• _Las tareas_
1. En el fragmento sobre el nacimiento en el establo, ¿quién fue a buscar a los pastores?
2. Devuelve sin cambios las líneas de los registros desde el comienzo de los registros hasta la línea que contiene "xmin=195 ymin=170 xmax=235 ymax=217", ambas incluidas.

• _Fragmento para leer_
José y María encuentran sitio en un establo. Menos mal, porque el tiempo apremiaba. Ella lo sabe, lo siente, ha llegado el momento. «Dio a luz a su hijo primogénito y lo envolvió en pañales y lo acostó en un pesebre» – dice Lucas. No se puede describir semejante acontecimiento de forma más escueta y sobria. El niño ha nacido y punto final. No se percibe el afán de plasmar algo maravilloso. En otras ocasiones la Biblia ha descrito minuciosamente el proceso del nacimiento, pero el Hijo de Dios no ha merecido tantos honores.
Los primeros testigos de este acontecimiento excepcional serán gentes de poca monta, insignificantes, unos pastorcillos. Los pastores no son gente muy recomendable, tienen mala fama entre los aldeanos. Y no han venido por casualidad, han sido escogidos: un ángel ha ido a buscarlos. Este ángel no tiene nombre (no todos los ángeles tienen nombre, ellos sabrán como se llaman unos a otros). Sus interlocutores tienen miedo, como siempre en estos casos (ver un ángel tiene que acojonar). Él les tranquiliza, también como siempre, y les anuncia el nacimiento del «Salvador». Siguen, según el proceso clásico, con la prueba de fe: «Lo reconoceréis por esta señal: es un recién nacido envuelto en pañales que yace en un pesebre» (las pistas también son acojonantes). Finalmente la oración, pero esta vez tienen el honor de que el coro lo forme una «tropa numerosa del ejército celestial».
En el anuncio hecho a los pastores, volvemos a encontrar exactamente el género literario de las anunciaciones. Con una diferencia: estos buenos pastorcillos en ningún momento manifiestan incredulidad (cierto es también que toda una coral de ángeles cantando a dos voces suspendidos en un cielo iluminado por fulgores de pirotecnia convencería al más escéptico). Y allá van, dejando los rebaños a merced de todos los peligros. No hay nada como un pobre para asumir riesgos.

• _Extractos de registros_
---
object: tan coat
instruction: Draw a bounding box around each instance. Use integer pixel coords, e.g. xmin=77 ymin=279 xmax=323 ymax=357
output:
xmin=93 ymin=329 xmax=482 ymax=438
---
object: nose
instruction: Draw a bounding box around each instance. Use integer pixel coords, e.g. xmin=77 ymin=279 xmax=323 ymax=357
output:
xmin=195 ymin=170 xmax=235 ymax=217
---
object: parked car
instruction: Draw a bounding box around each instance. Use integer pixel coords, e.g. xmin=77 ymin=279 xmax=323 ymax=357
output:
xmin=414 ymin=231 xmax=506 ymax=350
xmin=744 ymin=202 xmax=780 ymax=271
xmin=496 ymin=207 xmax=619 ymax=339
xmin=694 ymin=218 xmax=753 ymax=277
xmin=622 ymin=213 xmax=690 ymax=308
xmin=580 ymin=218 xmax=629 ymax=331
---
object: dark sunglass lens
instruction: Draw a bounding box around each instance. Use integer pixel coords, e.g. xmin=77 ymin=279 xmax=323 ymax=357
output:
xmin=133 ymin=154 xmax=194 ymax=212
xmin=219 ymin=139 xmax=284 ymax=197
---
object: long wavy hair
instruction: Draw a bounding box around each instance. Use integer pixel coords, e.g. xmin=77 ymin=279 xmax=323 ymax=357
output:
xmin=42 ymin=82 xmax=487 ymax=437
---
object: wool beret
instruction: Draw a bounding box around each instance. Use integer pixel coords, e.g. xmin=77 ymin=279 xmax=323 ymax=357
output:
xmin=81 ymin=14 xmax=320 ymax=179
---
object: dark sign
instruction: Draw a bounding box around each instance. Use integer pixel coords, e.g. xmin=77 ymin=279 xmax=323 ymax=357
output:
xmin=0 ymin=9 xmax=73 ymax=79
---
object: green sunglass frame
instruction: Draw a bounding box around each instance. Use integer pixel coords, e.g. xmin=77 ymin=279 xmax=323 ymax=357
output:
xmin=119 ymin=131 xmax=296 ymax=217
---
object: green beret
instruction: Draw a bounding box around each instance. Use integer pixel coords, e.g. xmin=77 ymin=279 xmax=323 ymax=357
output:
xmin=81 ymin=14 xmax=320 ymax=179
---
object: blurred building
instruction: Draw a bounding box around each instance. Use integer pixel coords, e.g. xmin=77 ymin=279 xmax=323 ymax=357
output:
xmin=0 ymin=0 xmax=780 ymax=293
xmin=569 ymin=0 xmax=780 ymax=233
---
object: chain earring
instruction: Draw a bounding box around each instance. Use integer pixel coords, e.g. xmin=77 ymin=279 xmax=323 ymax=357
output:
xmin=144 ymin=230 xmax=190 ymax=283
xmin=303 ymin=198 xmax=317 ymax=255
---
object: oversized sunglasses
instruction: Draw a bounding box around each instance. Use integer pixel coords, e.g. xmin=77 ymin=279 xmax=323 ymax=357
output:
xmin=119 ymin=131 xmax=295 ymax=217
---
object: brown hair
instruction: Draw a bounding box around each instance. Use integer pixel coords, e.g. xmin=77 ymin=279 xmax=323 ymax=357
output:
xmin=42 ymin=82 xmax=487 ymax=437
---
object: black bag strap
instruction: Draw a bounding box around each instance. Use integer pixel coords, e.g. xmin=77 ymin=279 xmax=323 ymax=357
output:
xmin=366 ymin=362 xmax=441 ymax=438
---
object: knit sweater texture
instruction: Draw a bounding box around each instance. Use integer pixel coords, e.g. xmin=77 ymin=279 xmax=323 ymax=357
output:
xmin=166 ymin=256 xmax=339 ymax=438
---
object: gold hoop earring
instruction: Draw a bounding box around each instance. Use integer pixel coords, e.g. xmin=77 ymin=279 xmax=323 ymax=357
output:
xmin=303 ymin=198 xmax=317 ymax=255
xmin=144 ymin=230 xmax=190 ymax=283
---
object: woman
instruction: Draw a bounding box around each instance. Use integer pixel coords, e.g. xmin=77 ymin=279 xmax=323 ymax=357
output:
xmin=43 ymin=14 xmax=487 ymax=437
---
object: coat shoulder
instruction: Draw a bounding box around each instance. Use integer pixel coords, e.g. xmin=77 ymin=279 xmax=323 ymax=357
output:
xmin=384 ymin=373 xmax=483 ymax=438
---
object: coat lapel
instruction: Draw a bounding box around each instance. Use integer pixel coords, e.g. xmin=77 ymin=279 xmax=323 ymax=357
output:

• _Respuestas por tarea_
1. Un ángel sin nombre.

2.
---
object: tan coat
instruction: Draw a bounding box around each instance. Use integer pixel coords, e.g. xmin=77 ymin=279 xmax=323 ymax=357
output:
xmin=93 ymin=329 xmax=482 ymax=438
---
object: nose
instruction: Draw a bounding box around each instance. Use integer pixel coords, e.g. xmin=77 ymin=279 xmax=323 ymax=357
output:
xmin=195 ymin=170 xmax=235 ymax=217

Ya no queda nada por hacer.